[Region pointing data]
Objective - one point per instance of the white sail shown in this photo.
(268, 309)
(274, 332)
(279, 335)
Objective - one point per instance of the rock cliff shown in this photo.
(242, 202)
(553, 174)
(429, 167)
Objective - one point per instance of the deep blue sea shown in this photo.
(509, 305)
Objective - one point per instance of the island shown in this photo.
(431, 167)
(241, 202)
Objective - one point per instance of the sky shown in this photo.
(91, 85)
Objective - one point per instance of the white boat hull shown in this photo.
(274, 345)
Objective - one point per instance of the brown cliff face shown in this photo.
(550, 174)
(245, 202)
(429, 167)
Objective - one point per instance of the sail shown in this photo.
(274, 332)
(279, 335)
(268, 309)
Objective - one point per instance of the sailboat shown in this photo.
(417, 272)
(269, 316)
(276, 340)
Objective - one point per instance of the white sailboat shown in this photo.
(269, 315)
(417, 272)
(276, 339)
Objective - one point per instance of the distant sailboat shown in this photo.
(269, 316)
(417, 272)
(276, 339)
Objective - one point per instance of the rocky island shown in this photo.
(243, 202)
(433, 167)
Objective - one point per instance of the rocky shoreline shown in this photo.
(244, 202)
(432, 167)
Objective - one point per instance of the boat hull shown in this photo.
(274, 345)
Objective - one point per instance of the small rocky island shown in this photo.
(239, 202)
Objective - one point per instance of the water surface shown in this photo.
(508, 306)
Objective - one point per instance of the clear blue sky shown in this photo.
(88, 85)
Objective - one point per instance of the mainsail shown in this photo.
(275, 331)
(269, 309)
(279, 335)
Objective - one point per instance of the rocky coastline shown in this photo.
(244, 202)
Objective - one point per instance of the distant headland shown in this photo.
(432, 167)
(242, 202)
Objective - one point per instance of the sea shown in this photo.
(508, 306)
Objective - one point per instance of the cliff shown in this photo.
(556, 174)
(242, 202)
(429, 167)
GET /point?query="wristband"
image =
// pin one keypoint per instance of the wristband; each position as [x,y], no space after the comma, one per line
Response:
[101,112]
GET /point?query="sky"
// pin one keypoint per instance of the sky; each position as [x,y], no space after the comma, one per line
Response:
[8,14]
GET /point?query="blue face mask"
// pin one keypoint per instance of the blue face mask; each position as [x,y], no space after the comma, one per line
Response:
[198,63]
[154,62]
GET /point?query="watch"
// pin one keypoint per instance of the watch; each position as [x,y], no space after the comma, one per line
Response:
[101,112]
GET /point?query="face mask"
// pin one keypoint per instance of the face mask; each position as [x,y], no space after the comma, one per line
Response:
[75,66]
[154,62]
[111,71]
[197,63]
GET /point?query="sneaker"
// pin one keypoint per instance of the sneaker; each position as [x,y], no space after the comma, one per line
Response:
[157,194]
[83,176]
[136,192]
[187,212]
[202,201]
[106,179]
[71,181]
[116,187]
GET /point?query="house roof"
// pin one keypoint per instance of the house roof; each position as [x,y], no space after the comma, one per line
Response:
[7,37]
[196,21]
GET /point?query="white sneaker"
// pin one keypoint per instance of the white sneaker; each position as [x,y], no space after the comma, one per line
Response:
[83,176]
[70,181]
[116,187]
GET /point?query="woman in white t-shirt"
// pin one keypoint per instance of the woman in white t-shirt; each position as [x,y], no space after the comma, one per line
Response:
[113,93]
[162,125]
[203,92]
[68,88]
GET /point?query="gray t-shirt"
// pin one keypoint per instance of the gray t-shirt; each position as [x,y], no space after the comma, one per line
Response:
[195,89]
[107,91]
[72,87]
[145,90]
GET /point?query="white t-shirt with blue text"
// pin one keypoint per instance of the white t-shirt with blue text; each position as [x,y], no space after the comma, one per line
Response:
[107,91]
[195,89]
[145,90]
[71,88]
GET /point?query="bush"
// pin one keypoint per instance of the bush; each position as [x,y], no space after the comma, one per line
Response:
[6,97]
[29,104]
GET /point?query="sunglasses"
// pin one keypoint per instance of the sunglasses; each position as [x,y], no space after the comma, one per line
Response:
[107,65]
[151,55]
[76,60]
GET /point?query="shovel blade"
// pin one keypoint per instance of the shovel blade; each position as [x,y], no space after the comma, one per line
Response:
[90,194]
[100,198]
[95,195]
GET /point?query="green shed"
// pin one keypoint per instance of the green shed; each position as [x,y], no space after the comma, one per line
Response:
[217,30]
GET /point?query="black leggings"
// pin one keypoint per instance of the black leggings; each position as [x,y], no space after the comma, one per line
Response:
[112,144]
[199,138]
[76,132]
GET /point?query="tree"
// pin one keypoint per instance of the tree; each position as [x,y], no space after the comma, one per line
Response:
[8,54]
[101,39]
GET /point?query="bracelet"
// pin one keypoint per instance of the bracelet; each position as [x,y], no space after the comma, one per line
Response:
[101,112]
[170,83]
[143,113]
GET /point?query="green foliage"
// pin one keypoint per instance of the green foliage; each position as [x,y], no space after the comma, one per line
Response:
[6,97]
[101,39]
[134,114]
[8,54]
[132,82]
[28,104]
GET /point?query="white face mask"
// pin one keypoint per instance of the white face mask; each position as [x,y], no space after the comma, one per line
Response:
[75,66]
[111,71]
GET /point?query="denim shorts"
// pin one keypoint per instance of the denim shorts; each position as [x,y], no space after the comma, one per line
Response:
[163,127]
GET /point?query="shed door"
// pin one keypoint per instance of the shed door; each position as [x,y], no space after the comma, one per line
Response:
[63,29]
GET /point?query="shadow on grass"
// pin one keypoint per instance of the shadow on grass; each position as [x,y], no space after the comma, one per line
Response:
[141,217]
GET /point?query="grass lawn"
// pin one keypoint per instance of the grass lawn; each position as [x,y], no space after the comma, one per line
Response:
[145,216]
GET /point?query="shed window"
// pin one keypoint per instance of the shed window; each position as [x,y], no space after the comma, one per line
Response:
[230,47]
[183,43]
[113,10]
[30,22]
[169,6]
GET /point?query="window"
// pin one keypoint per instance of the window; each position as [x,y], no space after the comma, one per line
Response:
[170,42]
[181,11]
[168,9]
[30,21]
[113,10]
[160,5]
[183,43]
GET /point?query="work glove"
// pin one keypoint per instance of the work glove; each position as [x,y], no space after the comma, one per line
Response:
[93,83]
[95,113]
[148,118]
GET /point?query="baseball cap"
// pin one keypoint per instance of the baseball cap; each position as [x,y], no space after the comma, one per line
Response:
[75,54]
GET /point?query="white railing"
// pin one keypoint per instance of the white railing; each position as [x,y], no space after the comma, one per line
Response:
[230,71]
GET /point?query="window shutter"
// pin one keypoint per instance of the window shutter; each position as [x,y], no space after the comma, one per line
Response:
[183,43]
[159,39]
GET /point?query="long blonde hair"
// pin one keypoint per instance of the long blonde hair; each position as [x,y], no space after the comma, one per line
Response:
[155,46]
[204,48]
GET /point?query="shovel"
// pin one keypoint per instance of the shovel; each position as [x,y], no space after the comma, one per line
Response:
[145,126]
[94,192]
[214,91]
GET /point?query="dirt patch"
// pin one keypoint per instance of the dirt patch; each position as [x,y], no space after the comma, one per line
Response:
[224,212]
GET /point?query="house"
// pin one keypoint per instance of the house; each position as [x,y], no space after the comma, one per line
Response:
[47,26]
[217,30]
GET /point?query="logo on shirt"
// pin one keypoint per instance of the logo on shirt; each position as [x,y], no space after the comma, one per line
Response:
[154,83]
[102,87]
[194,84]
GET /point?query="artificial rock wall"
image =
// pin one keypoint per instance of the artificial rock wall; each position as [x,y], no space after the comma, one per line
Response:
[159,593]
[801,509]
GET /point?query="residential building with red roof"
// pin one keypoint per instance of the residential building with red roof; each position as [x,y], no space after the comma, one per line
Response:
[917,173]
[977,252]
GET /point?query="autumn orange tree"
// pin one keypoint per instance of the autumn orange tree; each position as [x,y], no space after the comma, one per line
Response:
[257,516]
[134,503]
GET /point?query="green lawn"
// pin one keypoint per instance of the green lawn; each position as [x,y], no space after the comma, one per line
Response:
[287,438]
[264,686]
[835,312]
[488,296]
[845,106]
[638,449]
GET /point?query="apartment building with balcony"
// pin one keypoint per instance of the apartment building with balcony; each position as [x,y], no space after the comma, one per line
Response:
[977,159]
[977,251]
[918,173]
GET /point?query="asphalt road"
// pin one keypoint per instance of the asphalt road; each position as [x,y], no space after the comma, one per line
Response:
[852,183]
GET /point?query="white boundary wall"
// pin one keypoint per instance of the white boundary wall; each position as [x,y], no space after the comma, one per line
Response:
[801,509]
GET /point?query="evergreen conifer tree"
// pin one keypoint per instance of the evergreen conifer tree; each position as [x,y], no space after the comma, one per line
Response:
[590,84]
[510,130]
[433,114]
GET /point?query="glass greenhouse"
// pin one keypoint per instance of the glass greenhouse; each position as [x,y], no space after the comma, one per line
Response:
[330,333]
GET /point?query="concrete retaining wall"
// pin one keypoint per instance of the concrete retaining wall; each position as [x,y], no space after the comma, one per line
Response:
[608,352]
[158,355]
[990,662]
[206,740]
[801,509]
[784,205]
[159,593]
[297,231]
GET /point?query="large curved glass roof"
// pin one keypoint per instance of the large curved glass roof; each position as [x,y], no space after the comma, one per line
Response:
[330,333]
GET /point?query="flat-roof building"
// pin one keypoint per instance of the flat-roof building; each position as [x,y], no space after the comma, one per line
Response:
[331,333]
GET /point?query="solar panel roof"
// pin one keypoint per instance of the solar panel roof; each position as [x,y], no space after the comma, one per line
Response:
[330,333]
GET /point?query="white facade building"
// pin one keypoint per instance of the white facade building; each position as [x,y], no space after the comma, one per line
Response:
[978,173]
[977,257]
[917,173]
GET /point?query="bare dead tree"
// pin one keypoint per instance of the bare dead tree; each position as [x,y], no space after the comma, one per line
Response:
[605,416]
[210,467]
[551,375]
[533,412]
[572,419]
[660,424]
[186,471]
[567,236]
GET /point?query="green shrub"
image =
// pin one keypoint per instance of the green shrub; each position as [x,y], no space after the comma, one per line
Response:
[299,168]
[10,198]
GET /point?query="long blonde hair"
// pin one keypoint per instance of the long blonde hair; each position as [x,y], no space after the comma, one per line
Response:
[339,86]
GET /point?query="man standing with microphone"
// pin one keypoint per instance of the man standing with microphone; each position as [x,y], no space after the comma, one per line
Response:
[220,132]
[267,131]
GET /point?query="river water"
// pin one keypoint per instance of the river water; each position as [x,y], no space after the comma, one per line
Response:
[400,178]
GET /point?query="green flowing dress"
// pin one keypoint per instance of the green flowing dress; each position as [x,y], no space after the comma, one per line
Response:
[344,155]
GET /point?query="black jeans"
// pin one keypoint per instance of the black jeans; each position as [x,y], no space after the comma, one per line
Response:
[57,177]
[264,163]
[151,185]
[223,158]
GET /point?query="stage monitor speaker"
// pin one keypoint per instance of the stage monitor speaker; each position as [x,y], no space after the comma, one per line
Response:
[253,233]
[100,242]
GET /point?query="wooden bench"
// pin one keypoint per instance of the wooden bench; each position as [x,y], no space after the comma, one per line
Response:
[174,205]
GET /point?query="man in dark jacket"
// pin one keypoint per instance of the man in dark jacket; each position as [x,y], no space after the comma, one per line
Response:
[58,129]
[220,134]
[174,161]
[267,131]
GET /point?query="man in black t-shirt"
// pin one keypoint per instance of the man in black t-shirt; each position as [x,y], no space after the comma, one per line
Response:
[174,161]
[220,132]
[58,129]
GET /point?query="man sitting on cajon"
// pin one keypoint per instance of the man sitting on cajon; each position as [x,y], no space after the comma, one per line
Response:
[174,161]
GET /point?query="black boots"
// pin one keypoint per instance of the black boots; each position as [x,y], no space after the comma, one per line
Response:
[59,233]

Task: Each line holding the string "bench" counts once. Work out the number of such lines in the data and give only that.

Solution to this exercise: 2